Extrait du document:
- - - - -
Des pratiques " inédites " dans l’accueil des étrangers en Ile-de-France ont été révélées par une étude du Groupe d’information et de soutien des immigrés (Gisti) qui évoque un usage arbitraire par certains préfets de leur pouvoir discrétionnaire dans leur refus d’instruire des dossiers.
L’étude cite, dans sa revue Plein droit de décembre, le cas du préfet de l’Essonne qui, usant de ce pouvoir, aurait décidé de n’instruire aucun dossier de demande de titre de séjour fondée sur une présence de dix années sur le territoire français, " certain que ce type de demande sera en tout état de cause rejeté ".
" Les intéressés se voient ainsi refuser l’obtention d’une décision, même de rejet, qui est pourtant un préalable indispensable à un recours, le cas échéant, devant une juridiction administrative ", s’indigne-t-il, signalant que si le demandeur insiste pour obtenir l’enregistrement de son dossier, il lui sera signifié, à l’issue d’une attente de plusieurs heures, un refus de titre de séjour accompagné d’une mesure d’éloignement, délivrés directement au guichet.
- - - - -
Données fournies:

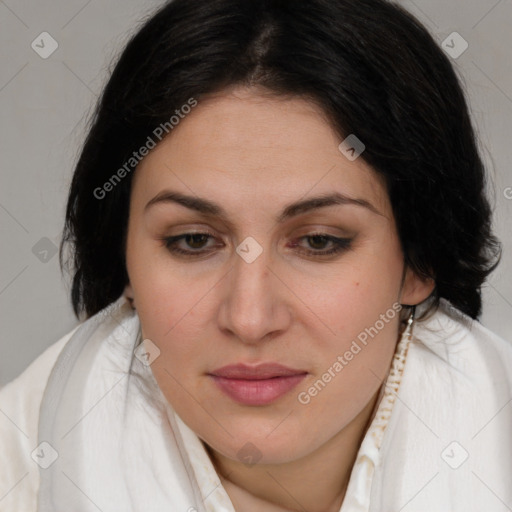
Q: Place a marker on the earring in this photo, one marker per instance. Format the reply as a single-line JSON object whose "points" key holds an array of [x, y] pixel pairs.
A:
{"points": [[410, 323]]}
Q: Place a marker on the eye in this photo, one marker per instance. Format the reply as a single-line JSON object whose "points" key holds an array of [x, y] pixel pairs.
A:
{"points": [[198, 241], [193, 240], [318, 241]]}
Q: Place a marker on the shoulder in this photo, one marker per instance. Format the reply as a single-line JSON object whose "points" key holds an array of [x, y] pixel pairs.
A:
{"points": [[455, 342], [20, 401], [452, 413]]}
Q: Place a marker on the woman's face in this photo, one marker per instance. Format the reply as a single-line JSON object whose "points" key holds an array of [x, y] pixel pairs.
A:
{"points": [[273, 278]]}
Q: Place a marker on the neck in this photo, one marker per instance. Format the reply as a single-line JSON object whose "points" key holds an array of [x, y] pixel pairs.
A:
{"points": [[326, 472]]}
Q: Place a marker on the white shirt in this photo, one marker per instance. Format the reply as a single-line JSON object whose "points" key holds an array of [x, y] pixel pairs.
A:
{"points": [[441, 438]]}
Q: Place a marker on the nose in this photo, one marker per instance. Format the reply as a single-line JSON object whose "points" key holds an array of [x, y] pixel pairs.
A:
{"points": [[254, 306]]}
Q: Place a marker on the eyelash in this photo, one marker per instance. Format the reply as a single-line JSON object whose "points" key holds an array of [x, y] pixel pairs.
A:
{"points": [[340, 244]]}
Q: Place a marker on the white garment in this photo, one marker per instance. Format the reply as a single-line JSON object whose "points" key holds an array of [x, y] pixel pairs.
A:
{"points": [[441, 439]]}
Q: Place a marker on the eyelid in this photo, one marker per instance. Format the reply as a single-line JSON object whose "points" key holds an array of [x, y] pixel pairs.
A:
{"points": [[340, 244]]}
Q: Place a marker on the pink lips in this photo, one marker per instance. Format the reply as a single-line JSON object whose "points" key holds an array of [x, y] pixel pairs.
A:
{"points": [[256, 385]]}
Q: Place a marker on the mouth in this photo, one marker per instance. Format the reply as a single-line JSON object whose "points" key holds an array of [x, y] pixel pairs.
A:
{"points": [[256, 385]]}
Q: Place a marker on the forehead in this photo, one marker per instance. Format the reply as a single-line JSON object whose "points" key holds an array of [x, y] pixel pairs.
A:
{"points": [[248, 148]]}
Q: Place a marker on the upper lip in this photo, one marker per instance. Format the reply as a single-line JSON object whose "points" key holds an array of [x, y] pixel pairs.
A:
{"points": [[258, 372]]}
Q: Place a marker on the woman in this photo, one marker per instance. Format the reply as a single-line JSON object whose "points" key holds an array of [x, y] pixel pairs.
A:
{"points": [[278, 237]]}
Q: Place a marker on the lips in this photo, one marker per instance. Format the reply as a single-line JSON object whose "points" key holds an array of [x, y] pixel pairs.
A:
{"points": [[256, 385]]}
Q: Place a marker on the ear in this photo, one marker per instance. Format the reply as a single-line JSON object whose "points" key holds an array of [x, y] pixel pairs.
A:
{"points": [[415, 289], [128, 293]]}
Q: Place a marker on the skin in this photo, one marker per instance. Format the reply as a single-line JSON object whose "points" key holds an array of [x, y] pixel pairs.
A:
{"points": [[253, 154]]}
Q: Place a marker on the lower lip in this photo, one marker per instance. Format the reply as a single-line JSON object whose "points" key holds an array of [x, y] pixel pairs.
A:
{"points": [[257, 392]]}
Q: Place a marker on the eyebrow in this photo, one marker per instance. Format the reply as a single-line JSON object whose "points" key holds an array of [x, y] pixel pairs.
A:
{"points": [[209, 208]]}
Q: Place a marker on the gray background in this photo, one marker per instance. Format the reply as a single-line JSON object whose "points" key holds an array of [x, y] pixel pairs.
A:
{"points": [[45, 103]]}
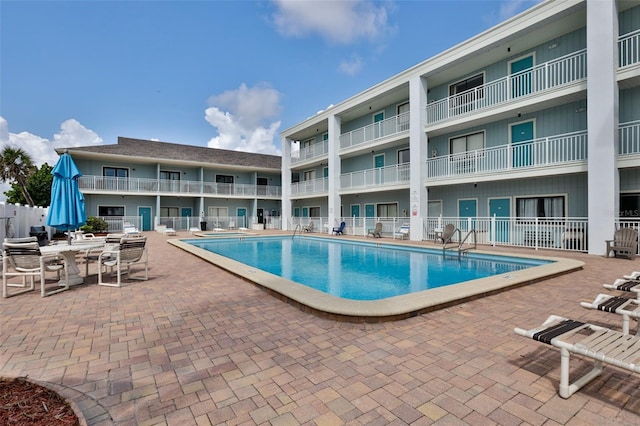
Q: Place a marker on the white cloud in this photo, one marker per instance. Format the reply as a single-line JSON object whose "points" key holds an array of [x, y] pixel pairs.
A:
- - - - -
Travail à faire:
• a. Recopiez le passage de l'extrait sur l'accueil des étrangers, de « L’étude cite, dans » à « directement au guichet. ».
• b. Répondez à ces questions sur l'extrait consacré à l'accueil des étrangers :
(i) Quel est le nom de la revue mentionnée ?
(ii) Sur quelle durée de présence en France reposent les demandes que le préfet de l'Essonne aurait décidé de ne pas instruire ?
(iii) Que signifie-t-on au demandeur qui insiste pour faire enregistrer son dossier ?
Les lignes n'interviennent pas dans ce travail.

Corrigé de l'exercice:
• a.
L’étude cite, dans sa revue Plein droit de décembre, le cas du préfet de l’Essonne qui, usant de ce pouvoir, aurait décidé de n’instruire aucun dossier de demande de titre de séjour fondée sur une présence de dix années sur le territoire français, " certain que ce type de demande sera en tout état de cause rejeté ".
" Les intéressés se voient ainsi refuser l’obtention d’une décision, même de rejet, qui est pourtant un préalable indispensable à un recours, le cas échéant, devant une juridiction administrative ", s’indigne-t-il, signalant que si le demandeur insiste pour obtenir l’enregistrement de son dossier, il lui sera signifié, à l’issue d’une attente de plusieurs heures, un refus de titre de séjour accompagné d’une mesure d’éloignement, délivrés directement au guichet.

• b.
(i) Plein droit
(ii) Dix années
(iii) Un refus de titre de séjour accompagné d'une mesure d'éloignement, délivrés directement au guichet après une attente de plusieurs heures